- **What you need to do**
**a.** In the forum thread about peeling tricky foods, how many stitches did the woman who tried the garlic method receive, and in which finger?
**b.** Carry the forum thread about peeling tricky foods forward from its final line.

- **Source text**
=-=-=

Definitive guide to peeling 11 of the trickiest foods - bookofjoe
https://www.theguardian.com/food/2019/jul/04/garlic-pineapple-pomegranates-the-definitive-guide-to-peeling-11-of-the-trickiest-foods
======
DanBC
The garlic peeling hack was horrific and involved pushing a blade into your
hand.

[https://twitter.com/VPestilenZ/status/1140437217619390465](https://twitter.com/VPestilenZ/status/1140437217619390465)

I'm glad the article mentions the danger.

> But that didn’t stop her from stubbornly trying – and failing – to peel a
> bulb the way the woman in the garlic video did. In fact, it landed her in
> the emergency room, getting five stitches in her middle finger. So, perhaps
> Bachkarova-Lord’s method isn’t the right way?

=-=-=

- **Provided material**

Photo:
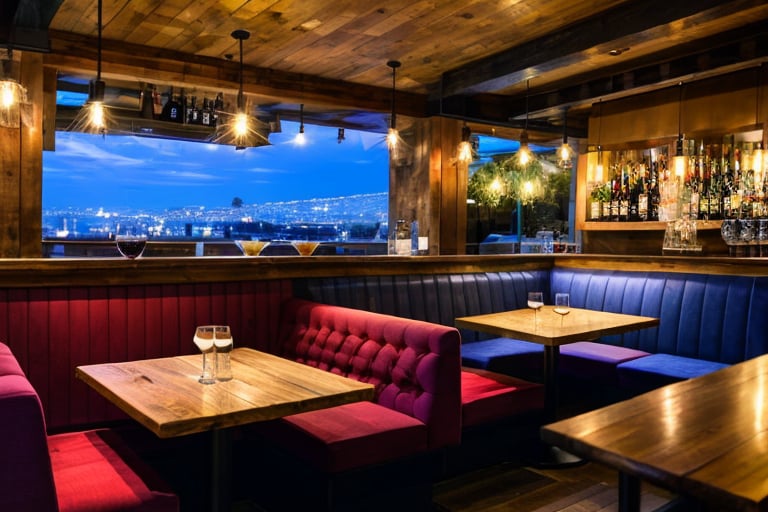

=-=-=

- **Answers by task**
**a.** Five stitches in her middle finger.

**b.**
Another example is "avocado hand":
[https://www.theguardian.com/lifeandstyle/shortcuts/2017/may/...](https://www.theguardian.com/lifeandstyle/shortcuts/2017/may/10/avocado-
hand-why-the-fruit-has-become-a-health-hazard)

[https://www.cbsnews.com/news/avocado-hand-injuries-on-the-
ri...](https://www.cbsnews.com/news/avocado-hand-injuries-on-the-rise/)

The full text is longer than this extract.